(Work to be completed)
Which lines of the data contain the string "bent"? Copy every one of them.

(Records supplied)
---*---
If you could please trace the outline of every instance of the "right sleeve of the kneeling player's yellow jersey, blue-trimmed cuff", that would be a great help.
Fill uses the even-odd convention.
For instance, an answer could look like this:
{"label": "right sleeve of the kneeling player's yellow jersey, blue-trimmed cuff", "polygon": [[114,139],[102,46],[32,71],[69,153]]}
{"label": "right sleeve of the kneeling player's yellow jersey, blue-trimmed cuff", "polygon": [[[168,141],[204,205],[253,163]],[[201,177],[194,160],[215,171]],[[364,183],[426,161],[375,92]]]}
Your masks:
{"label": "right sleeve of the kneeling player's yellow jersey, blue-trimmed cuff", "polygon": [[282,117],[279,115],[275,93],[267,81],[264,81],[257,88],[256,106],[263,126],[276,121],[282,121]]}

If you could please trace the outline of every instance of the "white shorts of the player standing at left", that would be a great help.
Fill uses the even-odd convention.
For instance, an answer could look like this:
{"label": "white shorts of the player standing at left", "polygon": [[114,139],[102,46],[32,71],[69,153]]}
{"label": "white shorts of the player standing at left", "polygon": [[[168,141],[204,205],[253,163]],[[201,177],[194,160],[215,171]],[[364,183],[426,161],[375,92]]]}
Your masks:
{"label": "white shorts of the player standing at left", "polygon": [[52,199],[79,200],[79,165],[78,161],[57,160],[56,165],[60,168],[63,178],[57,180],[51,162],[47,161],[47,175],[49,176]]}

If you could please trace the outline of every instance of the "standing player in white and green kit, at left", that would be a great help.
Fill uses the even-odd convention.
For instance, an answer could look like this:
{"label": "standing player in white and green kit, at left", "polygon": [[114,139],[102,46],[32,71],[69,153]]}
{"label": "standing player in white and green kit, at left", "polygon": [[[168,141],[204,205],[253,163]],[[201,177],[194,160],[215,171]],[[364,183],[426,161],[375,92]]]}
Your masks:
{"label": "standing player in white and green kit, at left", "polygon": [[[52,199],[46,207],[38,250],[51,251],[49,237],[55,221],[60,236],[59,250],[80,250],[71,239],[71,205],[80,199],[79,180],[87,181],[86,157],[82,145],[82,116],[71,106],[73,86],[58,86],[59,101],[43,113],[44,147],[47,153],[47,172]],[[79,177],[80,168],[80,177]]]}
---*---
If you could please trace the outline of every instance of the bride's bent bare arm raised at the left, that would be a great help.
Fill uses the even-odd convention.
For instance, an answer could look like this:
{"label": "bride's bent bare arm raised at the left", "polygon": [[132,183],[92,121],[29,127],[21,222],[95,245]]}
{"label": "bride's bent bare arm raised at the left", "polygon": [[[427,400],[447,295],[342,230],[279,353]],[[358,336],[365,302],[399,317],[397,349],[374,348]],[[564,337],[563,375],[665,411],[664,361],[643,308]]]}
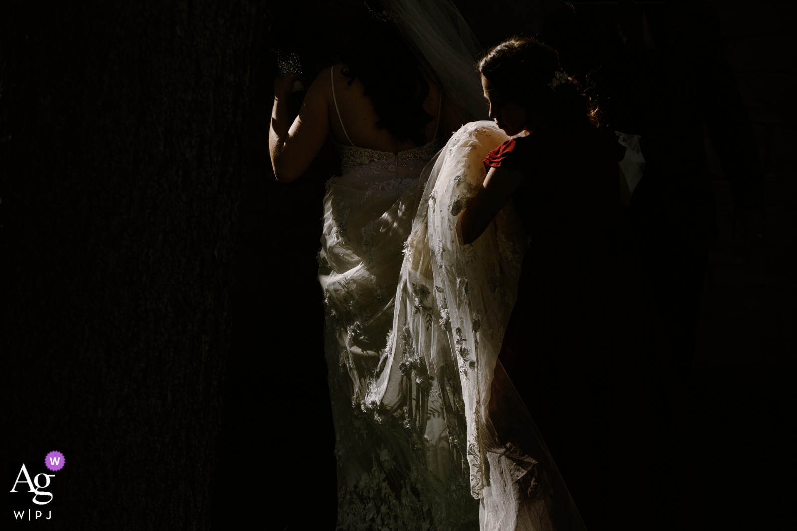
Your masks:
---*---
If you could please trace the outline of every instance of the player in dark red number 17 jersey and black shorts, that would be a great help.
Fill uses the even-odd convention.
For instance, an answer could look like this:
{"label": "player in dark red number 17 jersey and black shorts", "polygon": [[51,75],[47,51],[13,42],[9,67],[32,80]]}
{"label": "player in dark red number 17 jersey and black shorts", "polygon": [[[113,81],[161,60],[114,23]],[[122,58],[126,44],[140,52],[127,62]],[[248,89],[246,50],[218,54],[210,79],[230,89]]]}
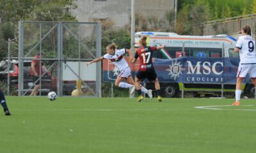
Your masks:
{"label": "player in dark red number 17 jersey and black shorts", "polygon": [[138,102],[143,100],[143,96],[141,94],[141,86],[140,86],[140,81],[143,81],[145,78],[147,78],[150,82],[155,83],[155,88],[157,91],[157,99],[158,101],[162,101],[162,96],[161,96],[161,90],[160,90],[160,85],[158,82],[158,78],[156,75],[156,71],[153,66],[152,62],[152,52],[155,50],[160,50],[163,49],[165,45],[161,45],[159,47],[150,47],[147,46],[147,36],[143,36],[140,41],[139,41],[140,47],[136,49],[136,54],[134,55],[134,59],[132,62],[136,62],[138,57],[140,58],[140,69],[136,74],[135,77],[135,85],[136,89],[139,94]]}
---*---
(Expected output)
If you could please trace the outline of every instance of the bride's bent bare arm raised at the left, that would be a great help.
{"label": "bride's bent bare arm raised at the left", "polygon": [[132,183],[92,121],[29,127],[21,222],[95,245]]}
{"label": "bride's bent bare arm raised at the left", "polygon": [[[427,400],[447,295],[342,230],[279,353]],[[358,336],[365,302],[399,317],[397,349],[374,348]],[[564,337],[563,375],[665,411],[664,361],[643,308]]]}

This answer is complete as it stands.